## INSTRUCTIONS FOR THE TASK
Please put each line of the listing below into a JSON list of strings, one string per line, leaving out any blank lines.

## STUDY MATERIAL
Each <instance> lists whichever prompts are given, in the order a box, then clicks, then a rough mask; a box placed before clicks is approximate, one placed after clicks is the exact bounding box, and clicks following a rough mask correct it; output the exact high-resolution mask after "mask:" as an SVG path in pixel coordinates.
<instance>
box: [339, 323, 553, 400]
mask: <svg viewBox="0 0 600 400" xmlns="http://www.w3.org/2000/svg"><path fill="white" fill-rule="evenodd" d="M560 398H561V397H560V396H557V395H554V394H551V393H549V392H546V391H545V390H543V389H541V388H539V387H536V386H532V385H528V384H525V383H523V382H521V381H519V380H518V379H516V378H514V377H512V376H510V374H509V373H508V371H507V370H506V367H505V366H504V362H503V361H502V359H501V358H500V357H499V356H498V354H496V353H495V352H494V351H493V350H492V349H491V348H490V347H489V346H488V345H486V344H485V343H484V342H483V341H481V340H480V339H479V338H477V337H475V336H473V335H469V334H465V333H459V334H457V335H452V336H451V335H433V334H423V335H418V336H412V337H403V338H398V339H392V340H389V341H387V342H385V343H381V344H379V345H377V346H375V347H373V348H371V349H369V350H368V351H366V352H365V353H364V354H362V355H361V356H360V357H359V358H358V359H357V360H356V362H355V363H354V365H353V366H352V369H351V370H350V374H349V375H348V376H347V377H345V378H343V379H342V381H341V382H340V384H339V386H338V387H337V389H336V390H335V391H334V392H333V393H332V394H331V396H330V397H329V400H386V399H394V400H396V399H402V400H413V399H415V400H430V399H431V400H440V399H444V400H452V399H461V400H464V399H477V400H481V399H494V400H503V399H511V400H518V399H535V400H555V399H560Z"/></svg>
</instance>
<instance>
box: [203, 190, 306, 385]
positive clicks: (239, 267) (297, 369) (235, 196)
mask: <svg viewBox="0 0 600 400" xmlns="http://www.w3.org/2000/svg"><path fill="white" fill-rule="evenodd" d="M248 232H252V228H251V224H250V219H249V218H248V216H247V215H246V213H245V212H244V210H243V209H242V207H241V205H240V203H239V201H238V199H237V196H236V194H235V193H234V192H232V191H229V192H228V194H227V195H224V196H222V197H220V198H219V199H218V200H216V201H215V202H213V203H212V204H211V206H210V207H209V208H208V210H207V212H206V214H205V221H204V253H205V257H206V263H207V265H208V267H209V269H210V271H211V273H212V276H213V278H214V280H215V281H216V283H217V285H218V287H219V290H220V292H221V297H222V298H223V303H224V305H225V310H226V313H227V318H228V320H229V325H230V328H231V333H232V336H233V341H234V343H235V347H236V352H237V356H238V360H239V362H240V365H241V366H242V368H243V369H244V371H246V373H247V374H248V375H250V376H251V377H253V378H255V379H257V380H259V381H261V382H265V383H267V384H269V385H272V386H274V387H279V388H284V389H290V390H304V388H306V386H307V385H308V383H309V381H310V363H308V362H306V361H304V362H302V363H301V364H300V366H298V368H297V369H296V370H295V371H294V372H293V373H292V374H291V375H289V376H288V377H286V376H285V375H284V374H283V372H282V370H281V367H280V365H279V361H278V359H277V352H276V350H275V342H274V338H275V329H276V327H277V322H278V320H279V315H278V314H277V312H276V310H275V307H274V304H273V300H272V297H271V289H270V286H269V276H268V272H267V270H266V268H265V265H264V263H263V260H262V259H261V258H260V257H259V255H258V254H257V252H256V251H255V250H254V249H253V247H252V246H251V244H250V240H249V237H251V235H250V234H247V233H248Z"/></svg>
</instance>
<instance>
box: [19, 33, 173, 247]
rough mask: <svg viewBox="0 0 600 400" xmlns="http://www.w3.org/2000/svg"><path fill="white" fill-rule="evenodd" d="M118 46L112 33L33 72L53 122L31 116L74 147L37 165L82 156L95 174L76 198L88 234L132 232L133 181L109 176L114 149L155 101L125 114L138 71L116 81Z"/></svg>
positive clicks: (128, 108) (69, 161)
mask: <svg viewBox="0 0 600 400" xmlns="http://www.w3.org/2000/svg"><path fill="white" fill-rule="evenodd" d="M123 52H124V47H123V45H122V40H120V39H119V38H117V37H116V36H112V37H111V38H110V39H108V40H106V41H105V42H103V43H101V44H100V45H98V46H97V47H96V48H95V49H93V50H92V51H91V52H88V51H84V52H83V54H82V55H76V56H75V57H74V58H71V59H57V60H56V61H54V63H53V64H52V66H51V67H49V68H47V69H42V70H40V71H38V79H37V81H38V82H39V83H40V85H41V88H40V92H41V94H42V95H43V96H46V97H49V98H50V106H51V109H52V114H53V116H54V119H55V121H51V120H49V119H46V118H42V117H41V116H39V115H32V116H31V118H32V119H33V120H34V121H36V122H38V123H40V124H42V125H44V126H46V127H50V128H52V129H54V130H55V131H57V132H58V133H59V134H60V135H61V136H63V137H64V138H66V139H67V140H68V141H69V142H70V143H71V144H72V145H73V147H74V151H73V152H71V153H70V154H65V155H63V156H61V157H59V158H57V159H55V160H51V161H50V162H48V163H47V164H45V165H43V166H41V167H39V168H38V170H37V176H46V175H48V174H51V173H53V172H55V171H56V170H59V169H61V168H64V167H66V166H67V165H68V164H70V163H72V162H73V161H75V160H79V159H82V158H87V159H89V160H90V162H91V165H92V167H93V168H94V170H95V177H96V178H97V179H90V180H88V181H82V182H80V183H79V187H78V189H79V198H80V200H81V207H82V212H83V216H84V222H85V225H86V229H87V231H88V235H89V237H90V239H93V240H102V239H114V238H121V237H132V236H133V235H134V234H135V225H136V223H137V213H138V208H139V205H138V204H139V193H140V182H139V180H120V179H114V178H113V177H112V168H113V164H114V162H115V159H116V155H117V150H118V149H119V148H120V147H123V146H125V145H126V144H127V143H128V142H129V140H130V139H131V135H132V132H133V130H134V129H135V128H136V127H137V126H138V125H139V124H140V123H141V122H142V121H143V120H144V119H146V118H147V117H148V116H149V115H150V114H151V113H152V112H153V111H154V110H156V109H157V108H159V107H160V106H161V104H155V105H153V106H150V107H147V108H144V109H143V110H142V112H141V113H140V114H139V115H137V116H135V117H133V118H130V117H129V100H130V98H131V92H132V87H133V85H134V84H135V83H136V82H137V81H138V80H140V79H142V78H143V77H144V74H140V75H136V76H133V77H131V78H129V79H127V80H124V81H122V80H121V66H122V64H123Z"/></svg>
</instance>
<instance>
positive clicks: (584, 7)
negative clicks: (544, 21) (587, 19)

## TASK RESPONSE
[
  "Each <instance> lists whichever prompts are given, in the order a box, then clicks, then a rough mask; a box placed before clicks is approximate, one placed after clicks is the exact bounding box, and clicks following a rough mask correct it; output the exact high-resolution mask after \"mask:\" as an SVG path in pixel coordinates.",
  "<instance>",
  "box: [339, 323, 553, 400]",
  "mask: <svg viewBox=\"0 0 600 400\" xmlns=\"http://www.w3.org/2000/svg\"><path fill=\"white\" fill-rule=\"evenodd\" d=\"M560 398H561V397H560V396H557V395H554V394H551V393H549V392H546V391H545V390H543V389H541V388H539V387H536V386H532V385H528V384H525V383H523V382H521V381H519V380H518V379H516V378H514V377H512V376H510V374H509V373H508V371H507V370H506V367H505V366H504V362H503V361H502V359H501V358H500V357H499V356H498V354H496V353H495V352H494V351H493V350H492V349H491V348H490V347H489V346H488V345H486V344H485V343H484V342H483V341H481V340H480V339H479V338H477V337H475V336H473V335H469V334H465V333H459V334H457V335H452V336H451V335H433V334H423V335H418V336H412V337H403V338H398V339H392V340H389V341H387V342H385V343H381V344H379V345H377V346H375V347H373V348H371V349H369V350H368V351H366V352H365V353H364V354H362V355H361V356H360V357H359V358H358V359H357V360H356V362H355V363H354V365H353V366H352V369H351V370H350V374H349V375H348V376H347V377H345V378H343V379H342V381H341V382H340V384H339V386H338V387H337V389H336V390H335V391H334V392H333V393H332V394H331V396H330V397H329V400H386V399H394V400H396V399H402V400H413V399H415V400H430V399H431V400H440V399H444V400H452V399H461V400H464V399H477V400H481V399H494V400H503V399H511V400H518V399H535V400H555V399H560Z\"/></svg>",
  "</instance>",
  "<instance>",
  "box: [203, 190, 306, 385]",
  "positive clicks: (239, 267) (297, 369) (235, 196)",
  "mask: <svg viewBox=\"0 0 600 400\" xmlns=\"http://www.w3.org/2000/svg\"><path fill=\"white\" fill-rule=\"evenodd\" d=\"M248 232H252V228H251V224H250V219H249V218H248V216H247V215H246V213H245V212H244V210H243V209H242V207H241V205H240V203H239V201H238V199H237V196H236V194H235V193H234V192H232V191H229V192H228V194H227V195H224V196H222V197H220V198H219V199H218V200H216V201H215V202H213V203H212V204H211V206H210V207H209V208H208V210H207V212H206V214H205V221H204V253H205V257H206V263H207V265H208V267H209V269H210V271H211V273H212V276H213V278H214V280H215V281H216V283H217V285H218V287H219V290H220V292H221V297H222V298H223V303H224V305H225V310H226V313H227V318H228V320H229V325H230V328H231V333H232V336H233V341H234V343H235V347H236V352H237V356H238V360H239V362H240V365H241V366H242V368H243V369H244V371H246V373H247V374H248V375H250V376H251V377H253V378H255V379H257V380H259V381H261V382H265V383H267V384H269V385H272V386H274V387H279V388H284V389H290V390H304V388H306V386H307V385H308V383H309V381H310V363H308V362H306V361H304V362H302V363H301V364H300V366H298V368H297V369H296V370H295V371H294V372H293V373H292V374H291V375H289V376H288V377H286V376H285V375H284V374H283V372H282V370H281V367H280V365H279V361H278V359H277V352H276V350H275V342H274V338H275V329H276V327H277V322H278V320H279V315H278V314H277V312H276V310H275V307H274V304H273V300H272V297H271V289H270V286H269V276H268V272H267V270H266V268H265V265H264V263H263V260H262V259H261V258H260V257H259V255H258V254H257V252H256V251H255V250H254V249H253V247H252V246H251V244H250V240H249V237H251V235H250V234H247V233H248Z\"/></svg>",
  "</instance>",
  "<instance>",
  "box: [19, 33, 173, 247]",
  "rough mask: <svg viewBox=\"0 0 600 400\" xmlns=\"http://www.w3.org/2000/svg\"><path fill=\"white\" fill-rule=\"evenodd\" d=\"M118 46L112 33L33 72L53 122L31 116L74 147L37 165L82 156L95 174L76 198L88 234L132 232L133 181L109 176L114 149L155 101L125 114L138 71L116 81Z\"/></svg>",
  "positive clicks: (128, 108) (69, 161)",
  "mask: <svg viewBox=\"0 0 600 400\" xmlns=\"http://www.w3.org/2000/svg\"><path fill=\"white\" fill-rule=\"evenodd\" d=\"M123 52H124V47H123V45H122V40H120V39H119V38H117V37H116V36H112V37H111V38H110V39H108V40H106V41H105V42H103V43H101V44H100V45H98V46H97V47H96V48H95V49H93V50H92V51H91V52H88V51H84V52H83V54H82V55H76V56H75V57H74V58H71V59H57V60H56V61H54V63H53V64H52V66H51V67H49V68H47V69H42V70H40V71H38V79H37V81H38V82H39V83H40V85H41V88H40V92H41V94H42V95H43V96H46V97H49V98H50V106H51V109H52V114H53V116H54V119H55V121H51V120H49V119H46V118H42V117H41V116H39V115H32V116H31V118H32V119H33V120H34V121H36V122H38V123H40V124H42V125H44V126H46V127H50V128H52V129H54V130H55V131H57V132H58V133H59V134H60V135H61V136H63V137H64V138H66V139H67V140H68V141H69V142H70V143H71V144H72V145H73V147H74V151H73V152H71V153H70V154H65V155H63V156H61V157H59V158H57V159H55V160H51V161H50V162H48V163H47V164H45V165H43V166H41V167H39V168H38V170H37V176H46V175H48V174H51V173H53V172H55V171H56V170H59V169H61V168H64V167H66V166H67V165H68V164H70V163H72V162H73V161H75V160H79V159H82V158H87V159H89V160H90V162H91V165H92V167H93V168H94V170H95V177H96V178H97V179H90V180H88V181H82V182H80V183H79V187H78V189H79V198H80V200H81V207H82V212H83V216H84V222H85V225H86V229H87V231H88V235H89V237H90V239H93V240H102V239H114V238H121V237H132V236H133V235H134V234H135V225H136V223H137V213H138V208H139V205H138V204H139V193H140V182H139V180H120V179H114V178H113V177H112V168H113V164H114V162H115V159H116V155H117V150H118V149H119V148H120V147H123V146H125V145H126V144H127V143H128V142H129V140H130V139H131V135H132V132H133V130H134V129H135V128H136V127H137V126H138V125H139V124H140V123H141V122H142V121H143V120H144V119H146V118H147V117H148V116H149V115H150V114H151V113H152V112H153V111H154V110H156V109H157V108H159V107H160V106H161V104H155V105H153V106H150V107H147V108H144V109H143V110H142V112H141V113H140V114H139V115H137V116H135V117H133V118H130V117H129V100H130V98H131V92H132V87H133V85H134V84H135V83H136V82H137V81H138V80H140V79H142V78H143V77H144V74H140V75H136V76H133V77H131V78H129V79H127V80H124V81H122V80H121V66H122V64H123Z\"/></svg>",
  "</instance>",
  "<instance>",
  "positive clicks: (584, 7)",
  "negative clicks: (544, 21) (587, 19)"
]